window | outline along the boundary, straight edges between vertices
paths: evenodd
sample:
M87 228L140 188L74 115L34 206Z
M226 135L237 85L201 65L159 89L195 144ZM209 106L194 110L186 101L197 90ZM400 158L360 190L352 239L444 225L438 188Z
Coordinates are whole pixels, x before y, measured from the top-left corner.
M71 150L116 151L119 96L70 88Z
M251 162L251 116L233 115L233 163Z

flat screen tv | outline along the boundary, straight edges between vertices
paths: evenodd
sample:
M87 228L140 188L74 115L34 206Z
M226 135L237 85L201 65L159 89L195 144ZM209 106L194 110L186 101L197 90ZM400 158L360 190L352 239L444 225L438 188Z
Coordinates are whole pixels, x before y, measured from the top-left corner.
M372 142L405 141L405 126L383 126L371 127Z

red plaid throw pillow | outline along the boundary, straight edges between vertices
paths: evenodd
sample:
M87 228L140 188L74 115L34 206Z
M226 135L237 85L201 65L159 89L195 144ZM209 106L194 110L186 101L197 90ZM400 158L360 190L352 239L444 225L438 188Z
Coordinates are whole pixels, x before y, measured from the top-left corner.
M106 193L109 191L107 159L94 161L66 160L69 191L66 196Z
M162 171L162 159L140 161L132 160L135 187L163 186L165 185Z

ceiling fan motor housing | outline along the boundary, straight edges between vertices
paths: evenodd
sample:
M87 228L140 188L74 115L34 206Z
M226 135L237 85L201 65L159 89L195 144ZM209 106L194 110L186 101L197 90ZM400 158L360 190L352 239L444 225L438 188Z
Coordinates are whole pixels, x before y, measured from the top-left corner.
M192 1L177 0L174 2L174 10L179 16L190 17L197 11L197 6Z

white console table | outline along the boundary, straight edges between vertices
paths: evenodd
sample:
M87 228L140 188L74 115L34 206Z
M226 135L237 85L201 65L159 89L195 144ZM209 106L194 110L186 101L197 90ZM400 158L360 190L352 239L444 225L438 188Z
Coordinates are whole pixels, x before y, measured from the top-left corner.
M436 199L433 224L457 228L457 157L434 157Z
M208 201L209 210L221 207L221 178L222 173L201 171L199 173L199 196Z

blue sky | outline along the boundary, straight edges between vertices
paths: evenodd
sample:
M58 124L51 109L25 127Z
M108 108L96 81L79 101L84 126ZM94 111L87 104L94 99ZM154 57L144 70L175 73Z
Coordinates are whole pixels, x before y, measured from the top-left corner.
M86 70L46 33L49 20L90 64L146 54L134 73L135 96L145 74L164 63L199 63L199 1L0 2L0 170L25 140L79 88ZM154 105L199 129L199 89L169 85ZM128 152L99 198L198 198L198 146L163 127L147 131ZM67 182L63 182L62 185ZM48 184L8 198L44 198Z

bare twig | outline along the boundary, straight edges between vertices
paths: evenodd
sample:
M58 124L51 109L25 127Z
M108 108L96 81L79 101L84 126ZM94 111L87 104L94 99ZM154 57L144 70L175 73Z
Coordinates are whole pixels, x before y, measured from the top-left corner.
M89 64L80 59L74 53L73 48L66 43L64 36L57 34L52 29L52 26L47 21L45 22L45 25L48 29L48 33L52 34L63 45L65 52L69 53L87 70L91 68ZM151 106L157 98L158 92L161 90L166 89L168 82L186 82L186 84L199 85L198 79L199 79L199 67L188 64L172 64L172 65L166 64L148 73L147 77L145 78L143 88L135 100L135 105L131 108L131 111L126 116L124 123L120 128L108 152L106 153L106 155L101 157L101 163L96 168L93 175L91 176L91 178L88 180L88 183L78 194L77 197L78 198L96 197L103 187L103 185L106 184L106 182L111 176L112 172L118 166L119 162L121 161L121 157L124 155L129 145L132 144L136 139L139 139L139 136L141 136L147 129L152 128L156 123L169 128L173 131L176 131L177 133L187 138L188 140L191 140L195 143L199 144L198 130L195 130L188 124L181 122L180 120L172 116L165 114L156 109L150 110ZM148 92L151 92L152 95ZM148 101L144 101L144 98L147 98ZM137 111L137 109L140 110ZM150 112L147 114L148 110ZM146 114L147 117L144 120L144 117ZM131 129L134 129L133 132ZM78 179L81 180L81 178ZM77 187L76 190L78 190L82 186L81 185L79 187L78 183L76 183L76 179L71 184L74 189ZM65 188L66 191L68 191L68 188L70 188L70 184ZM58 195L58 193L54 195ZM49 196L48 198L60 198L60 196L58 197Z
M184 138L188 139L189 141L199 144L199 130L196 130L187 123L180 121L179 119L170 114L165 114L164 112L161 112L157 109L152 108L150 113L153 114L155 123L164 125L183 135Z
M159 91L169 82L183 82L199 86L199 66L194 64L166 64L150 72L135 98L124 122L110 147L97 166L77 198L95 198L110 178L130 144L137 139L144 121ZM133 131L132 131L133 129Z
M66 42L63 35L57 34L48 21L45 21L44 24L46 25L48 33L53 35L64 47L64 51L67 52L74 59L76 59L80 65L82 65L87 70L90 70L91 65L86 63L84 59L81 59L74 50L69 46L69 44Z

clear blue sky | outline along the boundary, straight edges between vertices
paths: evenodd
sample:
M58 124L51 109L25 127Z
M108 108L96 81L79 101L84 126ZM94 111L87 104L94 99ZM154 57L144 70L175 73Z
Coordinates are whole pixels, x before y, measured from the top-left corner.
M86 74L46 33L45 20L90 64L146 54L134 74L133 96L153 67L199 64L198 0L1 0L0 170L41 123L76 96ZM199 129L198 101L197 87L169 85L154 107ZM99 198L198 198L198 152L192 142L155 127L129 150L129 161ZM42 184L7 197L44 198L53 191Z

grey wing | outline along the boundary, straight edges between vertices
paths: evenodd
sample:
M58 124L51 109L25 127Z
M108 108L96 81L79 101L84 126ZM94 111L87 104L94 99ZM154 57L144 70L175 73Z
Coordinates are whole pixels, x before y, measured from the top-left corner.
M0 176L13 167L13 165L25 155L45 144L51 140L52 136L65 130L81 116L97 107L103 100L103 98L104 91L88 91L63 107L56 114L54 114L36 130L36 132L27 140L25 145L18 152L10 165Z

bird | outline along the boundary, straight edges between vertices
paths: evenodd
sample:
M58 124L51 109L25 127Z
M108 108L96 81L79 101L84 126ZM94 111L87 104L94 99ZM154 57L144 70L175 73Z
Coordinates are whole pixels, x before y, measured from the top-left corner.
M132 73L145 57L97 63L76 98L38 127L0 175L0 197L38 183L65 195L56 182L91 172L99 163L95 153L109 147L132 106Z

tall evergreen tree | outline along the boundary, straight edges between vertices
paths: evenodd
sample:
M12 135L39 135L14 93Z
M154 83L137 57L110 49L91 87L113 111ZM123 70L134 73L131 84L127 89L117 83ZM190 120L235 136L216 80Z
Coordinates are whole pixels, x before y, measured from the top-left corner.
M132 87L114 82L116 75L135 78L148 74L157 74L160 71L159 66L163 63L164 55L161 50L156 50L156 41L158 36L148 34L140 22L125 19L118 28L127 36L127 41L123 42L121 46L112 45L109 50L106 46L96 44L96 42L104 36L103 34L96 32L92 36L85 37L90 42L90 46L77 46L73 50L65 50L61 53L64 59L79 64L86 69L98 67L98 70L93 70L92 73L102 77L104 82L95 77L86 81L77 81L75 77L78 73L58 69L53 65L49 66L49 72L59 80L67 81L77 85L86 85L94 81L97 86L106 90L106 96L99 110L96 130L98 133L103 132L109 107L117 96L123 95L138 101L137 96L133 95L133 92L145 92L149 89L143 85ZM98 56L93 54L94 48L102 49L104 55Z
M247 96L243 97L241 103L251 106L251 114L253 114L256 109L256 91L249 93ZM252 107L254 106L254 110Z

== PROBLEM DESCRIPTION ==
Could you render these lines as a numbered list, leaving out the blank ones?

== CORRECT ANSWER ==
1. window | outline along the boundary, straight edges between vertices
2. paths: evenodd
3. sample:
4. M87 228L140 188L74 115L34 206Z
5. M226 135L237 85L201 65L159 89L195 144ZM209 106L194 110L186 101L197 90ZM400 158L360 190L352 239L444 225L438 188Z
6. Coordinates are whole pixels, x before y, measured from the top-left corner.
7. M71 150L116 151L119 96L70 88Z
8. M251 162L251 116L233 115L233 163Z
9. flat screen tv | outline along the boundary, straight edges between vertices
10. paths: evenodd
11. sample:
12. M87 228L140 188L74 115L34 206Z
13. M226 135L237 85L201 65L159 89L195 144ZM209 106L194 110L186 101L197 90ZM400 158L360 190L352 239L444 225L438 188Z
14. Coordinates are whole pixels, x before y, measured from the top-left corner.
15. M372 142L405 141L405 126L383 126L371 127Z
16. red plaid throw pillow | outline along the boundary, straight edges between vertices
17. paths: evenodd
18. sample:
19. M87 228L140 188L74 115L34 206Z
20. M226 135L237 85L201 65L159 89L195 144ZM209 106L194 110L186 101L197 90ZM400 158L360 190L352 239L444 225L438 188Z
21. Coordinates are whole pixels, x before y, measured from the top-left corner.
22. M106 193L109 191L107 159L94 161L66 160L69 191L66 196Z
23. M162 171L162 159L140 161L132 160L135 187L163 186L165 185Z
24. ceiling fan motor housing | outline along the boundary, straight edges between vertices
25. paths: evenodd
26. sample:
27. M87 228L140 188L74 115L34 206Z
28. M226 135L237 85L201 65L159 89L195 144ZM209 106L194 110L186 101L197 90ZM400 158L360 190L352 239L444 225L438 188Z
29. Coordinates are whole pixels, x before y, measured from the top-left corner.
30. M192 1L177 0L174 2L174 10L179 16L190 17L197 11L197 6Z
31. white console table | outline along the boundary, straight edges between vertices
32. paths: evenodd
33. sample:
34. M87 228L140 188L74 115L34 206Z
35. M226 135L237 85L201 65L159 89L195 144ZM209 106L194 110L186 101L197 90ZM400 158L360 190L352 239L444 225L438 188Z
36. Coordinates are whole pixels, x before y, measured from the top-left corner.
37. M436 199L433 224L457 228L457 157L434 157Z
38. M208 201L209 210L221 207L221 178L222 173L201 171L199 173L199 196Z
39. blue sky | outline along the boundary, straight edges between vertices
40. paths: evenodd
41. sample:
42. M58 124L51 109L25 127Z
43. M108 108L96 81L79 101L84 126ZM94 111L87 104L94 99ZM154 57L144 70L175 73Z
44. Coordinates are whole pixels, x before y, measured from the top-left corner.
45. M86 70L46 33L49 20L90 64L146 54L134 73L135 96L145 74L164 63L199 63L199 1L0 2L0 170L25 140L79 88ZM154 105L199 129L199 89L169 85ZM128 152L99 198L198 198L198 146L163 127L147 131ZM67 182L63 182L62 185ZM48 184L8 198L44 198Z
46. bare twig | outline along the boundary, straight edges between vertices
47. paths: evenodd
48. sample:
49. M58 124L51 109L25 127Z
50. M108 108L96 81L79 101L84 126ZM94 111L87 104L94 99ZM154 57L144 70L175 73Z
51. Coordinates are whole pixels, x before y, measured from the top-left corner.
52. M89 64L80 59L74 53L73 48L66 43L64 36L57 34L52 29L52 26L47 21L45 22L45 25L48 29L48 33L52 34L63 45L65 52L69 53L87 70L91 68ZM151 106L157 98L158 92L161 90L166 89L168 82L186 82L186 84L199 85L198 79L199 79L199 67L188 64L172 64L172 65L166 64L148 73L147 77L145 78L143 88L135 100L135 105L131 108L131 111L126 116L124 123L120 128L108 152L106 153L106 155L101 157L101 163L96 168L93 175L91 176L91 178L88 180L88 183L78 194L77 197L78 198L96 197L103 187L103 185L106 184L106 182L111 176L112 172L118 166L119 162L121 161L121 157L124 155L129 145L132 144L136 139L139 139L139 136L141 136L147 129L152 128L156 123L169 128L173 131L176 131L177 133L187 138L188 140L191 140L195 143L199 144L198 130L195 130L188 124L181 122L180 120L172 116L165 114L156 109L150 110ZM148 92L151 92L152 95ZM148 101L144 101L144 98L147 98ZM137 111L137 109L140 110ZM150 112L147 114L148 110ZM146 114L147 117L144 120L144 117ZM131 129L134 129L133 132ZM78 179L81 180L81 178ZM77 187L76 190L78 190L82 186L81 185L79 187L78 183L76 183L76 179L71 184L74 189ZM65 188L66 191L68 191L68 188L70 188L70 184ZM58 195L58 193L54 195ZM49 196L48 198L60 198L60 196L58 197Z
53. M184 138L188 139L189 141L199 144L199 130L196 130L187 123L180 121L179 119L170 114L165 114L164 112L161 112L157 109L152 108L150 113L153 114L155 123L164 125L183 135Z
54. M159 91L169 82L183 82L199 86L199 66L194 64L166 64L150 72L135 98L124 122L110 147L97 166L77 198L95 198L110 178L130 144L137 139L144 121ZM133 131L132 131L133 129Z
55. M66 42L63 35L57 34L48 21L45 21L44 24L46 25L48 33L53 35L64 47L64 51L67 52L74 59L76 59L80 65L82 65L87 70L90 70L91 65L86 63L84 59L81 59L74 50L69 46L69 44Z
56. clear blue sky | outline along the boundary, straight edges between vertices
57. paths: evenodd
58. sample:
59. M58 124L51 109L25 127Z
60. M108 108L96 81L79 101L84 126ZM94 111L87 104L94 99ZM154 57L144 70L175 73Z
61. Coordinates are whole pixels, x before y, measured from the top-left corner.
62. M86 74L46 33L45 20L90 64L146 54L134 74L133 96L153 67L199 64L198 0L1 0L0 170L41 123L76 96ZM199 129L198 101L197 87L169 85L154 107ZM99 198L198 198L198 152L192 142L155 127L129 150L129 161ZM42 184L7 197L44 198L53 191Z
63. grey wing | outline along the boundary, straight edges between vertices
64. paths: evenodd
65. sample:
66. M58 124L51 109L25 127Z
67. M108 108L96 81L79 101L84 126ZM94 111L87 104L94 99ZM154 57L144 70L175 73Z
68. Coordinates are whole pixels, x before y, measured from the top-left corner.
69. M0 176L13 167L13 165L25 155L45 144L51 140L52 136L65 130L81 116L97 107L103 100L103 98L104 91L88 91L63 107L56 114L54 114L36 130L36 132L27 140L25 145L18 152L10 165Z
70. bird | outline along the boundary, straight edges between vertices
71. paths: evenodd
72. sample:
73. M58 124L51 109L25 127Z
74. M108 108L96 81L79 101L84 126ZM94 111L87 104L94 99ZM154 57L144 70L175 73Z
75. Coordinates are whole pixels, x before y, measured from the top-left corner.
76. M132 73L145 57L97 63L76 98L38 127L0 175L0 197L38 183L65 195L56 182L91 172L99 163L95 153L109 147L132 106Z
77. tall evergreen tree | outline along the boundary, straight edges between vertices
78. paths: evenodd
79. sample:
80. M12 135L39 135L14 93Z
81. M154 83L137 57L110 49L91 87L113 111ZM123 70L134 73L131 84L127 89L117 83ZM190 120L235 136L216 80Z
82. Coordinates are whole pixels, x before y, measured from the top-left corner.
83. M132 87L114 82L116 75L135 78L148 74L157 74L160 71L159 66L163 63L164 55L161 50L156 50L156 41L158 36L148 34L140 22L125 19L118 28L127 36L127 41L123 42L121 46L112 45L109 50L106 46L96 44L96 42L104 36L103 34L96 32L92 36L85 37L90 42L90 46L77 46L73 50L65 50L61 53L64 59L79 64L86 69L98 67L98 70L93 70L92 73L102 77L104 82L95 77L86 81L77 81L75 77L78 73L58 69L53 65L49 66L49 72L59 80L67 81L77 85L86 85L94 81L97 86L106 90L106 96L99 110L96 130L98 133L103 132L109 107L117 96L123 95L138 101L137 96L133 95L133 92L145 92L149 89L143 85ZM98 56L93 54L94 48L102 49L104 55Z
84. M247 96L243 97L241 103L251 106L251 114L253 114L256 109L256 91L249 93ZM252 107L254 106L254 110Z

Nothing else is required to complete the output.